:: Given records ::
┌──
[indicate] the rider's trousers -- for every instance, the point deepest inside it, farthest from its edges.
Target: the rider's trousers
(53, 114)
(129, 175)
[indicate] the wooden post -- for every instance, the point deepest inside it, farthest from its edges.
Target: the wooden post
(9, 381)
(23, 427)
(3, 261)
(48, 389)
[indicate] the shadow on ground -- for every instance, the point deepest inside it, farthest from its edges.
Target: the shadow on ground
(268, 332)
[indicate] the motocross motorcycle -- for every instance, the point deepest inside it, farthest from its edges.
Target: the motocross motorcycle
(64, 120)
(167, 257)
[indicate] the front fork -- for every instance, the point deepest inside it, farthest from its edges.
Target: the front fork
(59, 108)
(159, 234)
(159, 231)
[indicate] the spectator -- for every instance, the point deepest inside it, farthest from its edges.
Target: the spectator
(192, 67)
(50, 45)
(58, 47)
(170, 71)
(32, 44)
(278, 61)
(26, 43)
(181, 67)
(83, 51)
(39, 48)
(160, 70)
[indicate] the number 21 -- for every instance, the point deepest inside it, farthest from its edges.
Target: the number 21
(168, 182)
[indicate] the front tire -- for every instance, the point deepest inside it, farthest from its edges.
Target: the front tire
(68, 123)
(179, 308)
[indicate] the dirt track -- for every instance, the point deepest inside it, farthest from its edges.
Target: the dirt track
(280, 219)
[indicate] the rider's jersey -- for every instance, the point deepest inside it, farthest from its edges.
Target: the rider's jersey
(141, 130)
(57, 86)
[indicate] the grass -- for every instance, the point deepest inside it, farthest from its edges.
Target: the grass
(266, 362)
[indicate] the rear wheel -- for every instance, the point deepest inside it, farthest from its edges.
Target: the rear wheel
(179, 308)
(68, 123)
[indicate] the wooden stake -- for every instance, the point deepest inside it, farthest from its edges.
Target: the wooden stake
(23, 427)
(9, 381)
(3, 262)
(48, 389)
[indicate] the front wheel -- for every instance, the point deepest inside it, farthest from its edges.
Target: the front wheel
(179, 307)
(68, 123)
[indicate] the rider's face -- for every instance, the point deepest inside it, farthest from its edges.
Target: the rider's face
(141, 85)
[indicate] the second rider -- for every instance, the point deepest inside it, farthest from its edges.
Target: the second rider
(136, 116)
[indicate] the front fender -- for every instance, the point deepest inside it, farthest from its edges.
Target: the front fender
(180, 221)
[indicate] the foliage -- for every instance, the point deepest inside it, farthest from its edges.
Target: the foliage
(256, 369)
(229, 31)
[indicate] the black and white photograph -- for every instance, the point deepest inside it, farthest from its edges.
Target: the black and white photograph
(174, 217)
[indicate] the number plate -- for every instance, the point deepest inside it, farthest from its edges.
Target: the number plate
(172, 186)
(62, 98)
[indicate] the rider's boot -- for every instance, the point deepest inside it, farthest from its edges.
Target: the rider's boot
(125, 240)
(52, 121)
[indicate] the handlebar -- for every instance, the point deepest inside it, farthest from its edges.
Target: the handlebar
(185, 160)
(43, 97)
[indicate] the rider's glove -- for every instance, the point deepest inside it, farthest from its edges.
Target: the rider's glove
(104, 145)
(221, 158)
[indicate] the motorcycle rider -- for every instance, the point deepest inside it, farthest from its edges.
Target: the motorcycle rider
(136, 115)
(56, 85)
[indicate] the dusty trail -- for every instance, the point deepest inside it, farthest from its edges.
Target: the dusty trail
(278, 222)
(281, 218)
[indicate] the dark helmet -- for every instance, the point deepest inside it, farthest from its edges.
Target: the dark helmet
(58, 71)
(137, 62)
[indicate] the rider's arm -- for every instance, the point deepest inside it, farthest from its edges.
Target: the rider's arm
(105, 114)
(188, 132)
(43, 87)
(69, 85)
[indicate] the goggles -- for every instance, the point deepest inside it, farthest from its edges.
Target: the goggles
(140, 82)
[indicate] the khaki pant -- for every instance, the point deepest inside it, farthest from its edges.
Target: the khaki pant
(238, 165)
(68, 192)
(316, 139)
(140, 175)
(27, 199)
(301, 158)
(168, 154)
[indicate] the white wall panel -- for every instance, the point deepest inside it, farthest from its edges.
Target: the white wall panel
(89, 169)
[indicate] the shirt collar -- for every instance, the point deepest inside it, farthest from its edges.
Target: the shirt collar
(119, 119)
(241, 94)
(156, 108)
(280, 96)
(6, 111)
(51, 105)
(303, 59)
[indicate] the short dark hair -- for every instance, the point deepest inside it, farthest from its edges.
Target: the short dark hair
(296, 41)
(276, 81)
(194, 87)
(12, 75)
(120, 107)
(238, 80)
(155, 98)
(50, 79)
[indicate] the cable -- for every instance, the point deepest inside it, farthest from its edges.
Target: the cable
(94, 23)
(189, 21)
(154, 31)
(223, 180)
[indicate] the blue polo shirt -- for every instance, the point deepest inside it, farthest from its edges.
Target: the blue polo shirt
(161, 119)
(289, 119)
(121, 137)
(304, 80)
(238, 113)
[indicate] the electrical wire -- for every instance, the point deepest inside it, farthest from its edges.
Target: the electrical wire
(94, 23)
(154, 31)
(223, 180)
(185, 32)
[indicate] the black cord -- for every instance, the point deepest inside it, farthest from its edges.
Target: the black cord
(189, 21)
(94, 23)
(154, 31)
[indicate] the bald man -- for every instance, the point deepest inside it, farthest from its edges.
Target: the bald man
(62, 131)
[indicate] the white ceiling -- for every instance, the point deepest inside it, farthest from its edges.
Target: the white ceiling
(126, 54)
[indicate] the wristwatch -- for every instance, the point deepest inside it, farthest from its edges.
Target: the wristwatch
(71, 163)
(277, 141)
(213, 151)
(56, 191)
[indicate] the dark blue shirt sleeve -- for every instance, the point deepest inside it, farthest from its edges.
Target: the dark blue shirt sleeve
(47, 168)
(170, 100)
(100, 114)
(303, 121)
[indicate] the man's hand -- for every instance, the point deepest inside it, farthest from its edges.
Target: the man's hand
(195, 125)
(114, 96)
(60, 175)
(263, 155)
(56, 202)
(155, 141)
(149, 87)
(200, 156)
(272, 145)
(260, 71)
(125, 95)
└──
:: Task requirements ::
Can you copy every one of the lines above verbatim, keeping each character unchanged?

:: Exercise result ::
[indicate] the rider's trousers -- for every instance, the point deepest inside it, farthest from its edges.
Target: the rider's trousers
(53, 114)
(129, 175)
[indicate] the wooden post -- for every instance, the point deepest inside it, farthest from its edges.
Target: the wooden post
(9, 381)
(23, 427)
(3, 261)
(48, 389)
[indicate] the shadow on ground -- for every instance, the point deepest inside it, farthest from its edges.
Target: the shadow on ground
(268, 332)
[indicate] the motocross motorcycle -- for every instance, the point deepest inside it, farthest from its edges.
Target: the motocross motorcycle
(64, 120)
(167, 257)
[indicate] the front fork -- for every instance, the point deepest inside it, farthest from its edges.
Target: the front fork
(59, 108)
(159, 234)
(159, 231)
[indicate] the spectator -- for every instance, the point deepest inside it, farthest from its edges.
Target: the spectator
(192, 67)
(50, 45)
(58, 47)
(170, 71)
(32, 44)
(278, 61)
(26, 43)
(181, 67)
(83, 51)
(39, 48)
(160, 70)
[indicate] the number 21 -- for every instance, the point deepest inside it, farthest from its edges.
Target: the number 21
(168, 182)
[indicate] the front tire -- for every instance, the point deepest inside it, farthest from its edges.
Target: the front tire
(68, 123)
(179, 308)
[indicate] the dirt track -- for every instance, the point deepest inside it, farthest from its edges.
Target: the dirt track
(280, 219)
[indicate] the rider's jersey -- for every instance, the point deepest inside it, farthest from its edges.
Target: the rider's jersey
(141, 130)
(57, 86)
[indicate] the grass -- for every instance, the point deepest inside it, farthest from its edges.
Target: the grass
(266, 362)
[indicate] the rear wheel -- for every instance, the point deepest inside it, farthest from its edges.
Target: the rear wheel
(179, 308)
(68, 123)
[indicate] the wooden stake -- for every instance, the point deepest inside it, farthest from its edges.
Target: the wooden stake
(23, 427)
(9, 381)
(3, 262)
(48, 389)
[indicate] the front wheel -- for every instance, the point deepest inside it, farthest from its edges.
Target: the front wheel
(179, 307)
(68, 123)
[indicate] the rider's face -- for every instance, the point deepest inside it, farthest from its edges.
Target: the rider's face
(141, 85)
[indicate] the second rider -- for every instance, the point deepest inside it, farthest from its edges.
Target: the second rider
(136, 116)
[indicate] the front fender -- for every instance, the point deepest inside it, farthest from its edges.
Target: the front fender
(180, 221)
[indicate] the foliage -- for every instance, the point deepest inside it, farthest from its edges.
Target: the foliage
(256, 369)
(229, 31)
[indicate] the black and white photograph -- for every instance, the point deepest inside it, farthest from its edges.
Target: the black and white photograph
(174, 217)
[indicate] the number plate -- for every instance, the point deepest inside it, farthest from its edges.
Target: the number plate
(172, 186)
(62, 98)
[indicate] the rider's boot -- for every instance, the point deepest inside it, farthest from its edges.
Target: the rider's boot
(125, 240)
(52, 121)
[indicate] the handlebar -- for every instance, the point deepest inside it, farthest from its edges.
Target: the handlebar
(185, 160)
(43, 97)
[indicate] the rider's glove -- for every instance, the point deepest inside it, farthest from its edges.
Target: the rider's glove
(104, 145)
(221, 158)
[indicate] the motorcycle rider -- for every instance, the point deepest inside it, farthest from its edges.
Target: the motorcycle rider
(136, 115)
(56, 85)
[indicate] the dusty trail -- for every instance, the point deepest inside it, farthest from its edges.
Target: the dusty trail
(278, 222)
(281, 218)
[indicate] the dark helmet -- for every instance, the point deepest inside it, farthest from its edges.
Target: the dark helmet
(58, 71)
(137, 62)
[indicate] the rider's arm -- for every instance, the point deepest inside it, farthest from its edges.
Target: the rider's arm
(105, 114)
(188, 132)
(43, 87)
(69, 85)
[indicate] the goggles -- for every instance, the point deepest inside it, farthest from its edges.
Target: the goggles
(140, 82)
[indicate] the khaki pant -- for every instance, the point deepest inside it, farthest from its edges.
Target: the khaki pant
(238, 165)
(68, 192)
(316, 139)
(140, 175)
(27, 199)
(301, 158)
(168, 154)
[indicate] the white wall panel -- for every instance, the point deepest inside it, farthest from its edges.
Target: the white wall panel
(89, 169)
[indicate] the shirt collar -- for every instance, the point deepest inside it, farthest from its edges.
Target: the shirt collar
(119, 119)
(241, 94)
(156, 108)
(280, 96)
(6, 111)
(51, 105)
(303, 59)
[indicate] the short dark hair -- for every instance, the point deepest inside it, farthest from its edges.
Target: the short dark hair
(296, 41)
(276, 81)
(194, 87)
(12, 75)
(120, 107)
(238, 80)
(155, 98)
(50, 79)
[indicate] the cable -- for every instance, the point deepest inside it, farthest from its edges.
Target: the cable
(94, 23)
(189, 21)
(154, 31)
(223, 180)
[indicate] the blue polo shirt -- for every instance, the point deepest inside it, farthest from its edges.
Target: the blue polo shirt
(161, 119)
(289, 119)
(121, 137)
(304, 80)
(238, 113)
[indicate] the electrical wire -- for every instance, the point deepest inside it, farthest from its edges.
Target: the electrical wire
(94, 23)
(154, 31)
(223, 180)
(185, 32)
[indicate] the black cord -- for every instance, the point deepest inside it, farthest from its edges.
Target: the black cord
(189, 21)
(94, 23)
(154, 31)
[indicate] the bald man -- for every instance, the point deepest inside it, farthest from its edges.
Target: the bald man
(62, 131)
[indicate] the white ceiling -- for every instance, the point deepest inside it, farthest from its edges.
Target: the white ceiling
(126, 54)
[indicate] the wristwatch -- for every instance, the point deepest inside it, farthest from its edges.
Target: the wristwatch
(71, 163)
(277, 141)
(213, 151)
(56, 191)
[indicate] the dark blue shirt sleeve -- for every instance, the point deepest inside it, farthest from its edges.
Target: the dark blue shirt sleeve
(47, 168)
(170, 100)
(100, 114)
(303, 121)
[indicate] the man's hand -- for every instance, the point deepest inside it, farthest from its edges.
Target: the man's hand
(195, 125)
(114, 96)
(60, 175)
(263, 155)
(56, 202)
(155, 141)
(149, 87)
(200, 156)
(272, 145)
(260, 71)
(125, 95)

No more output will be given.